### Passage provided
■ ■ ■ ■ ■
Ian Haysom, a veteran journalist and writer, is a news consultant for CHEK. His coronavirus diary will appear here regularly.
There’s something comforting, reassuring, about the universal outcry over the shooting of Takaya the wolf who made the mistake of getting too close to humans.
Yes, we are all consumed with our own health and mortality these days and of those around us, but the death of a lone wolf who lived for eight years on Discovery Island and finally left in search of — what? —companionship or food or both is heartbreaking.
The cry of the wolf, indeed.
Cheryl Alexander, who documented the life of Takaya, confirmed on Facebook that the wolf had been shot by hunters near Shawnigan Lake. It had been released by conservation officers in rugged wilderness outside Port Renfrew after swimming back to Vancouver Island.
I am beyond devastated. And I do not want to share with you this very sad news because Takaya was giving so much hope…
Takaya’s story has been lyrical and mysterious. I watched the documentary recently on the wolf and its magical, mysterious life on Discovery. Wolves travelled in packs, not alone. Yet, this wolf had survived and adapted, likely on seals and shellfish and other marine flotsam and jetsom, against all odds.
Online lit up with outrage. Jim Beatty, the former CHEK anchor, wrote, “What a sad tragic end to an incredible odyssey.”
Journalist and one-time colleague Kim Pemberton said, “This is truly awful. When is the bad news going to end?”
Another former colleague (I’ve worked in a lot of newsrooms) Susan Danard, said “World is a bit messed up, isn’t it? Secretly hoping the animals stage a coup and take over.”
I have never understood hunting. Not in today’s world. Perhaps when you hunted to eat. But why on earth does someone have to go out and shoot a wolf? You can’t eat it. You can’t even boast about it. Do you hang a wolf’s head on the wall? Does that fuel pride and testosterone?
To be fair, we haven’t heard the full story yet. But I can’t figure out any sane reason for killing this, or any animal in the name of fun.
We know British Columbia and Vancouver Island are prime real estate for hunters. There’s lots of game to be had. And those sporting goods stores north of Nanaimo do a roaring trade in guns and ammo and camouflage gear.
We’ve all been in those restaurants and lodges that have animal heads on the walls. Moose and bear and elk and other creatures frozen in shocked time, a testament to taxidermal expertise and man’s stupidity.
■ ■ ■ ■ ■
### Task to complete
Reproduce the column on Takaya the wolf from "The cry of the" up to and including "to Vancouver Island.", substituting "poachers" for "hunters". The data that follows was drawn from a separate source.

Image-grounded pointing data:
■ ■ ■ ■ ■
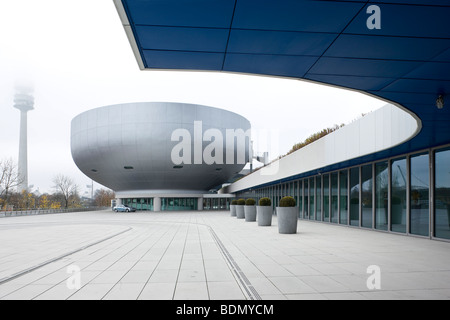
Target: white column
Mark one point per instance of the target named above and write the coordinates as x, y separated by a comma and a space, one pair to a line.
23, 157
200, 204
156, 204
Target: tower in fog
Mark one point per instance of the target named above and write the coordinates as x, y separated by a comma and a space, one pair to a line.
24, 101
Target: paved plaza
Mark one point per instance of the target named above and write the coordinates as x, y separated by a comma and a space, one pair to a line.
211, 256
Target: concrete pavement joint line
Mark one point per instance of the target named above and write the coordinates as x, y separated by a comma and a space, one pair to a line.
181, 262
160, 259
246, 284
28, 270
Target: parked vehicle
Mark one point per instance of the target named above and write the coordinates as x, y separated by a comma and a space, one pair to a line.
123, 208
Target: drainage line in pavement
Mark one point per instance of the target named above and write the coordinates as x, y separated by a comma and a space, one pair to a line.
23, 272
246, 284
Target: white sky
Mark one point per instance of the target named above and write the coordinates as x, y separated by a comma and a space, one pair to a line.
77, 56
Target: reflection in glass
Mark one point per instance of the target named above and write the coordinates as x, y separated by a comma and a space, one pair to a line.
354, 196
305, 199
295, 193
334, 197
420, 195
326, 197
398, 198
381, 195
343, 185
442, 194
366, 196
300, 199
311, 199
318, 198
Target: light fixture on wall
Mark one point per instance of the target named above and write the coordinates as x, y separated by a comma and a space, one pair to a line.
■ ■ ■ ■ ■
### Output for this exercise
The cry of the wolf, indeed.
Cheryl Alexander, who documented the life of Takaya, confirmed on Facebook that the wolf had been shot by poachers near Shawnigan Lake. It had been released by conservation officers in rugged wilderness outside Port Renfrew after swimming back to Vancouver Island.